== Data shown

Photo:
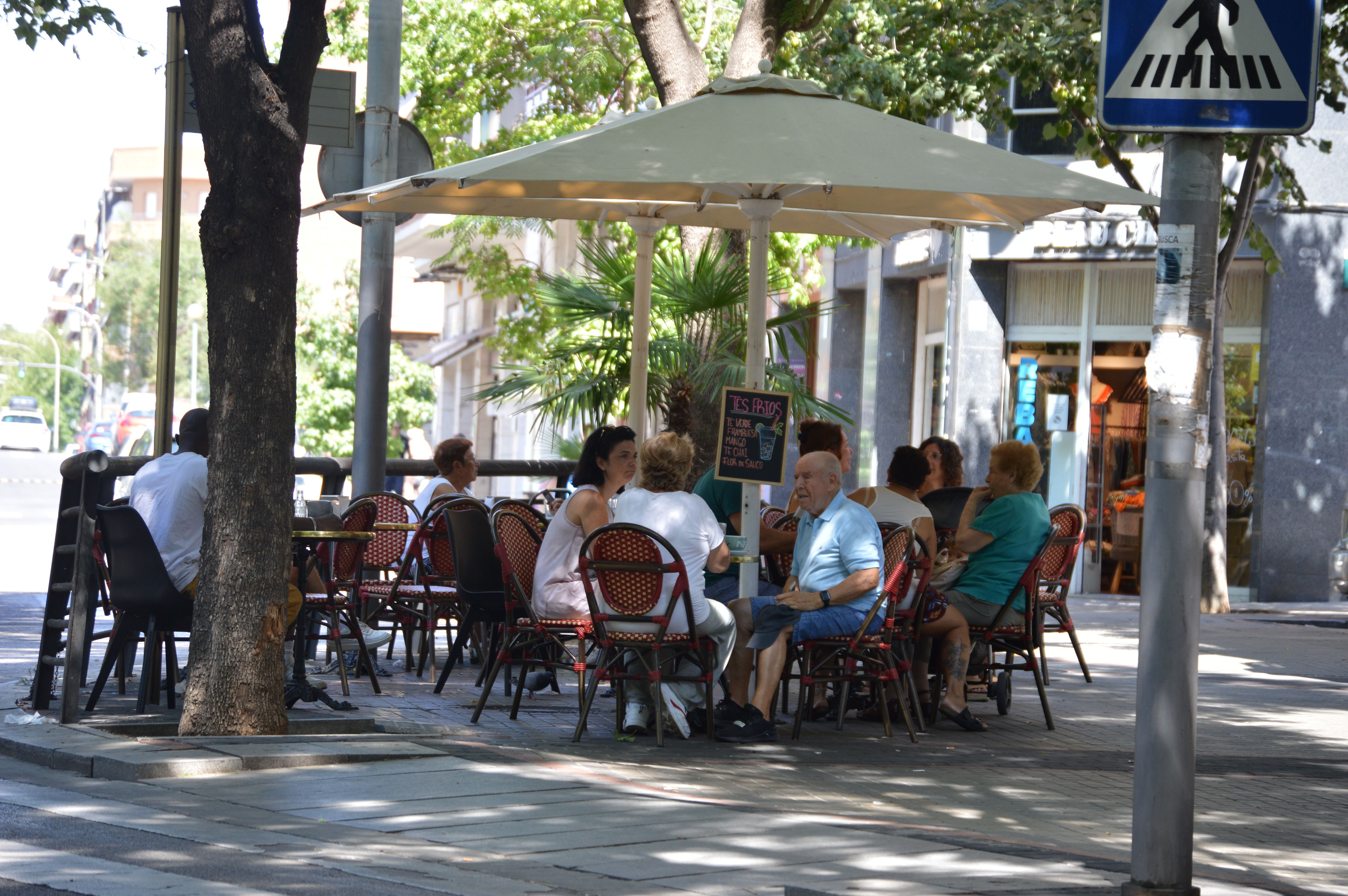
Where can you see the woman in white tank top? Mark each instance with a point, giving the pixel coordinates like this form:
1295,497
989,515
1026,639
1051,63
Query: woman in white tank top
609,463
898,502
458,470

====

Required work.
When you repeat the data, keep it exact and drop every picture.

Completed task.
Photo:
Where can you see the woman in white tank top? Mark each instance with a point, giving the pixel coordinates like this form:
1295,497
989,515
1026,639
1051,63
Query: woman in white tank top
609,463
898,502
458,470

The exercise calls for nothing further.